▶ _Requirement_
List each line of the listing below that contains the word "fixture". Matching is case-sensitive.

+-------+

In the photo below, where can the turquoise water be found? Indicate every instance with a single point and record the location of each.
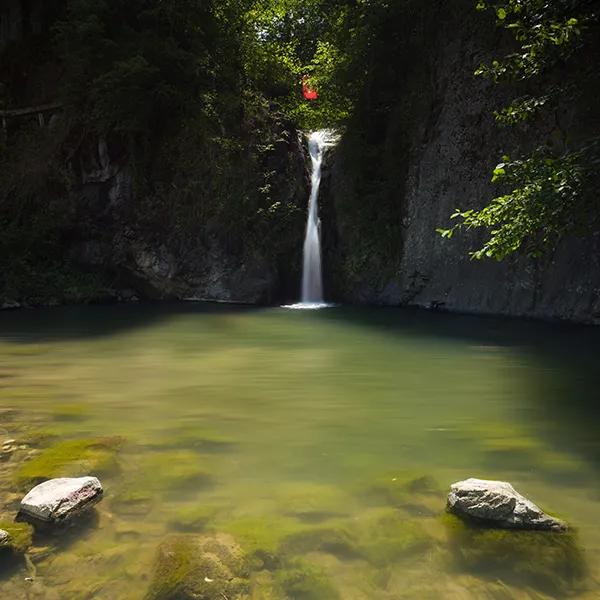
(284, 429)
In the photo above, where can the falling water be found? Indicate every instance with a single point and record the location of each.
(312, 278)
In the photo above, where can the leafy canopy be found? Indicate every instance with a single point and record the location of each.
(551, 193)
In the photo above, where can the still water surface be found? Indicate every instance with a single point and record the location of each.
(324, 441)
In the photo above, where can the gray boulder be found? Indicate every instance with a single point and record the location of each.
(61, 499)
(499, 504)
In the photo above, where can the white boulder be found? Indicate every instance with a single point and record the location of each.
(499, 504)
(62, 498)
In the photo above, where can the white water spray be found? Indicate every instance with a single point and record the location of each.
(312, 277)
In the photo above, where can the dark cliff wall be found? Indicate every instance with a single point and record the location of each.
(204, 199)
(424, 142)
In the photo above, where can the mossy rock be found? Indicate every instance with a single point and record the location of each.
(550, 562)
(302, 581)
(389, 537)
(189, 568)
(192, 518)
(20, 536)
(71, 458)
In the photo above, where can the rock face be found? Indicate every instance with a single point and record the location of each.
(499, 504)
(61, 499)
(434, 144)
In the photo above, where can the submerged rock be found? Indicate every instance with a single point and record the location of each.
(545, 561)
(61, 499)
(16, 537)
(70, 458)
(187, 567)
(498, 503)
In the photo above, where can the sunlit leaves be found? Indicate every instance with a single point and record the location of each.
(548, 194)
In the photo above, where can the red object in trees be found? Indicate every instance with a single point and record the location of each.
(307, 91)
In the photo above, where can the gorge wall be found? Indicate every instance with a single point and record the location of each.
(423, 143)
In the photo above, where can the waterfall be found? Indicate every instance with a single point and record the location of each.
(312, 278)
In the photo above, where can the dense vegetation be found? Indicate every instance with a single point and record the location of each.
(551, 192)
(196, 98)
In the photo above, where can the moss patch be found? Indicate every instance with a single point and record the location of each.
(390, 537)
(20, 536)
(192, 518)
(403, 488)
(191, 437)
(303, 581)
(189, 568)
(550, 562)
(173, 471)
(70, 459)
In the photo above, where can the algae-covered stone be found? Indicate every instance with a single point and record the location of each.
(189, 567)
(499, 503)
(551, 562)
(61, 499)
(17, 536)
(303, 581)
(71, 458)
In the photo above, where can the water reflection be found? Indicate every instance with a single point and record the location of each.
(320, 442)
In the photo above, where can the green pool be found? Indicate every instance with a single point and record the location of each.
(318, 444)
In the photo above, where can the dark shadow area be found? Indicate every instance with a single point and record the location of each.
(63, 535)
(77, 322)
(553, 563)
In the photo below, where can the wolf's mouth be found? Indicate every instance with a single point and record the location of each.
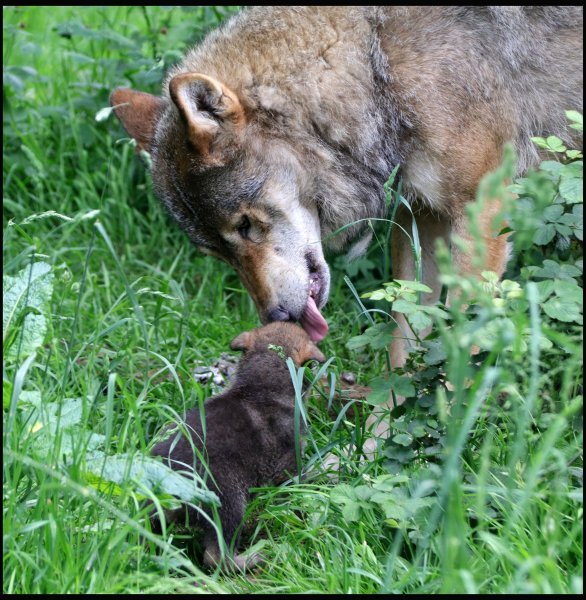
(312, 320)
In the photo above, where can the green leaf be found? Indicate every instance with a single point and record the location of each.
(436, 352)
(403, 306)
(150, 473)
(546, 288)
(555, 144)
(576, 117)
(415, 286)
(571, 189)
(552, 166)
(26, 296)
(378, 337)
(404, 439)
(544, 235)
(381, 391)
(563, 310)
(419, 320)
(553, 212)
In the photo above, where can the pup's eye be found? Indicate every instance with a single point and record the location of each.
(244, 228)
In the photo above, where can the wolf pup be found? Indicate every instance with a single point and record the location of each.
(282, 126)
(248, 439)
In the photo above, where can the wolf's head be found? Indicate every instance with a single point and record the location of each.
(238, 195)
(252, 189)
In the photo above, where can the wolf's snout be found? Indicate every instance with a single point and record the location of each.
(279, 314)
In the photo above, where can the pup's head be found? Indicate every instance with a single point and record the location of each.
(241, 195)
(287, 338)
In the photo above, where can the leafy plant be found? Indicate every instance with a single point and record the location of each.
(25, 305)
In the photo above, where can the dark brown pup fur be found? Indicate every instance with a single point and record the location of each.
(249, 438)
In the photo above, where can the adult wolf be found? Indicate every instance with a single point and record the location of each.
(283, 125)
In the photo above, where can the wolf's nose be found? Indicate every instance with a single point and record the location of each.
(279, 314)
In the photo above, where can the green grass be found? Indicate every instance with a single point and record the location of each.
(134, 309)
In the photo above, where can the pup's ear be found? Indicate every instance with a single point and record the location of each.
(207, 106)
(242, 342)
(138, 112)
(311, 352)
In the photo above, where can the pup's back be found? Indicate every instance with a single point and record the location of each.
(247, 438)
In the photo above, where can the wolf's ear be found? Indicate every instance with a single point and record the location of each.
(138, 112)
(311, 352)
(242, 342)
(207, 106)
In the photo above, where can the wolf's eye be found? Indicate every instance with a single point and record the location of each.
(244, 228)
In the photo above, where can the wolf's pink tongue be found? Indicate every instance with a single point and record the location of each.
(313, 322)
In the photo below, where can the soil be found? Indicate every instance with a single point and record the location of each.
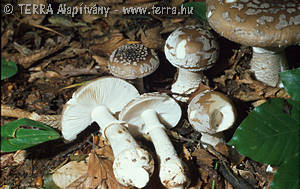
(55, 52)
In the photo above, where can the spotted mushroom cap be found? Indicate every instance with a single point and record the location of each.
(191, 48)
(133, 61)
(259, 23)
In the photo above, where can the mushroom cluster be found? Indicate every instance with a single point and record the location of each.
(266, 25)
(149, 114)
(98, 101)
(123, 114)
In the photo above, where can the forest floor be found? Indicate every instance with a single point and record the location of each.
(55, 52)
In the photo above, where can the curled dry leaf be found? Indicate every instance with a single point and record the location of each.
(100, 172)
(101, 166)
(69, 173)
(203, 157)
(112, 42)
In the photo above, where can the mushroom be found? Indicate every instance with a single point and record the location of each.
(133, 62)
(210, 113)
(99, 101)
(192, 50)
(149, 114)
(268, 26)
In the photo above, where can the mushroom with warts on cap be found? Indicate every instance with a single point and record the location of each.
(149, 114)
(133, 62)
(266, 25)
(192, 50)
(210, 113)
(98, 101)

+-------+

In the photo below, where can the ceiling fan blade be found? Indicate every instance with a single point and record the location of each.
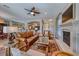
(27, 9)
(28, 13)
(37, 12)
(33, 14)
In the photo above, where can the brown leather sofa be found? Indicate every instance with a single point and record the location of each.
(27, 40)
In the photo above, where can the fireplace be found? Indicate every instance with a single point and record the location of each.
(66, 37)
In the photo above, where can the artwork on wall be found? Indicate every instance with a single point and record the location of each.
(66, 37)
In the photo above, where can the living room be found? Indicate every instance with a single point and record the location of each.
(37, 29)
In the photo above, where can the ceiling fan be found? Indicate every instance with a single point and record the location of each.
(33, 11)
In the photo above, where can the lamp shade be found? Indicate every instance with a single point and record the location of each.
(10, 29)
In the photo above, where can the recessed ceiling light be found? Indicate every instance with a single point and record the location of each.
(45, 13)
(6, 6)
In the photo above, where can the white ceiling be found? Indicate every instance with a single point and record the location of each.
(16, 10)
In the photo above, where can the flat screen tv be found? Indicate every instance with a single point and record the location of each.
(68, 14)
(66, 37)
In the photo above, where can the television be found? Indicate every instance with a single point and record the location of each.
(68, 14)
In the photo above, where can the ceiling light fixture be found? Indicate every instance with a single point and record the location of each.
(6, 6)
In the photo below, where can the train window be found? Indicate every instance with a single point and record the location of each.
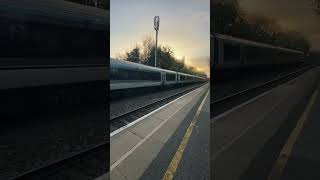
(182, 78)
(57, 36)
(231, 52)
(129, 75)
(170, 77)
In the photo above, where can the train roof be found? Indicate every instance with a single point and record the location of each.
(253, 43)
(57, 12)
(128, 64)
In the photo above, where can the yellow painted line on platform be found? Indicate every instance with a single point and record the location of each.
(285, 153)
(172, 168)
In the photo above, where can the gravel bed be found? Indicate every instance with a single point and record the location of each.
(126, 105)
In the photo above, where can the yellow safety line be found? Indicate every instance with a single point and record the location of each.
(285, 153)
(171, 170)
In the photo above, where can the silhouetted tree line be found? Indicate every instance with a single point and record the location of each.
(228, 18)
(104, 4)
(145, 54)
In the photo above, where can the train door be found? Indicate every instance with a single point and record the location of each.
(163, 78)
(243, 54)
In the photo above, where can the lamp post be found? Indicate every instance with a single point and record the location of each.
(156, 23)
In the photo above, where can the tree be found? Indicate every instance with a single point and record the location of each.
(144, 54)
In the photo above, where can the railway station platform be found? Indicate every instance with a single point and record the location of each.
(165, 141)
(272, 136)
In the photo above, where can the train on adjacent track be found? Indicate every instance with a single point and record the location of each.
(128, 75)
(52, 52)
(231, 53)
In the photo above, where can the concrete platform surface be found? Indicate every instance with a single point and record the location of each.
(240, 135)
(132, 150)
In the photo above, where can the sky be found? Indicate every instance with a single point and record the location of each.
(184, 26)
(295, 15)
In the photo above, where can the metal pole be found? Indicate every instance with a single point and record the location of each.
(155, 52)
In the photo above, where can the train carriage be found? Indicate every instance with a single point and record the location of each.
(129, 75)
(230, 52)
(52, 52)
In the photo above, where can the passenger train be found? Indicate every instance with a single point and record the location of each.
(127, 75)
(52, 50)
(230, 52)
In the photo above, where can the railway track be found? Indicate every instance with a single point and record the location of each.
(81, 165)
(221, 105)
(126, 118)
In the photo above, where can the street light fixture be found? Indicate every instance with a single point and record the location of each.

+-------+

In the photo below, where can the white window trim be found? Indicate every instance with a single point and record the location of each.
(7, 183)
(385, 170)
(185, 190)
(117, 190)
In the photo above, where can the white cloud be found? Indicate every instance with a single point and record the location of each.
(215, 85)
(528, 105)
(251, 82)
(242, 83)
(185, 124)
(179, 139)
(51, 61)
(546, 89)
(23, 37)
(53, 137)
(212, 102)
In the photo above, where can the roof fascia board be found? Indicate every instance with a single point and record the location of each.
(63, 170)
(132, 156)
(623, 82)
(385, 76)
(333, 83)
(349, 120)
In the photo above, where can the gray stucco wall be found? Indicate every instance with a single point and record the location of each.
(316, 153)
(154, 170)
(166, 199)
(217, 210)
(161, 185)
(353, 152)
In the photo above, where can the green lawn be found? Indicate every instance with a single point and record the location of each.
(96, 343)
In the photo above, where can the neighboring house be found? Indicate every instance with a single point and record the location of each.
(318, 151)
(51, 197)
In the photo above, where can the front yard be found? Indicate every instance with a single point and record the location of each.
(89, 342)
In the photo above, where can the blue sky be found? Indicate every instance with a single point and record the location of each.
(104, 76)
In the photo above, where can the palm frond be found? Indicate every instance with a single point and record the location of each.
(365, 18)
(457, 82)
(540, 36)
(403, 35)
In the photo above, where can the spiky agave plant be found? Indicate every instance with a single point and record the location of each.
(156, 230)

+-------+

▶ _Result below_
In the photo above, where can the ceiling light fixture be found? Indicate every instance with a single point and record the location of each.
In the photo above, where can the street light fixture be found? Indicate every instance with a single point and record the location of each.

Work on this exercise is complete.